• Source text
· · · · · · ·
The Genetic Toggle Switch

Genetically programming cellular devices.

Synthetic biology, a new and exciting field of biological engineering, investigates how we can re-programme cellular components in a bottom-up approach, building new biological systems from existing and altered parts. An incredible array of creations have sprung to life over the relatively short period since the field’s inception, particularly thanks to the international Genetically Engineered Machine (iGEM) competition. One classic example of such a device is the genetic toggle switch, whose workings I’ll explain here.

Bottom-up design is one of the core principles of synthetic biology. It exists on the premise that you can build up powerful cellular systems from scratch, based on knowledge of other existing systems. This method gives essentially infinite possibilities, and has applications for a whole range of fields including gene therapy, biocomputing and biotechnology. Each year, hundreds of team enter into the iGEM competition with new ideas for systems and devices built in this manner, and are scored not only on their final product, but also their ethical considerations, their communication to the public, and their contribution to a growing iGEM database of parts. This database serves as an increasingly powerful tool for further synthetic biologists to build on the work of their predecessors. UCL have submitted a team to the competition each year since 2009, winning many awards including a Gold in 2012 for their work on bioluminescent E. coli as an eco-friendly source of street-lighting.
· · · · · · ·
• Task goal
Carry on the genetic toggle switch piece, starting right after its last sentence. The rows that come next are separate material and have no connection to the genetic toggle switch piece.
· · · · · · ·
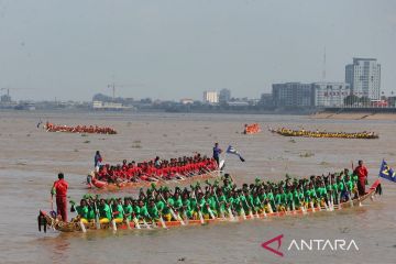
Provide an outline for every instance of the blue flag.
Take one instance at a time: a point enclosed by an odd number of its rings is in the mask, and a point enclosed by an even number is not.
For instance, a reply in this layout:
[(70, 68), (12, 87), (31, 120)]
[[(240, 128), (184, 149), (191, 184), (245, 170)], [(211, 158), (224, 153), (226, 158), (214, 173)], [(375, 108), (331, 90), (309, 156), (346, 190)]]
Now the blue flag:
· · · · · · ·
• Task result
Outside the competition, another particularly famous figure is Craig Venter who, amongst other notable and often controversial achievements, is most famous for building what he titled the first synthetic life. This involved synthesizing a whole known genome sequence from scratch, then inserting it into an E. coli cell (this species comes up a lot and is somewhat of a staple in biotechnological research). More recently his institution produced a cell named Syn 3.0, which is thought to possess the fewest genes of any known cell (473). The purpose of this was to build the “basic cell” with only the most fundamental genes, which would provide an incredible foundation on which to build and test many other synthetic cellular machinery.

A famous example of this synthetic biology work was published in a 2000 letter to the journal Nature by Gardner and colleagues. In it, they suggest a mechanism for a bi-stable genetic switch, which can exist in one of two states. The system can flip between the two states using chemical or thermal cues. The system is also relatively simple, requiring only two gene promoter/repressor pairs, along with a reporter gene so that we know what state the system is in at any one time. The circuit is shown graphically here:

Graphical representation of the genetic toggle switch in states A and B adapted from Gardner et al 2000. Note how there are two pairs of promoter/repressor in the system, and that each promoter has an arrow pointing at the opposing pair’s repressor. A red cross indicates part either an inhibited promoter or a non-promoted gene. A green tick indicates a promoter or that is induced or a gene that is promoted.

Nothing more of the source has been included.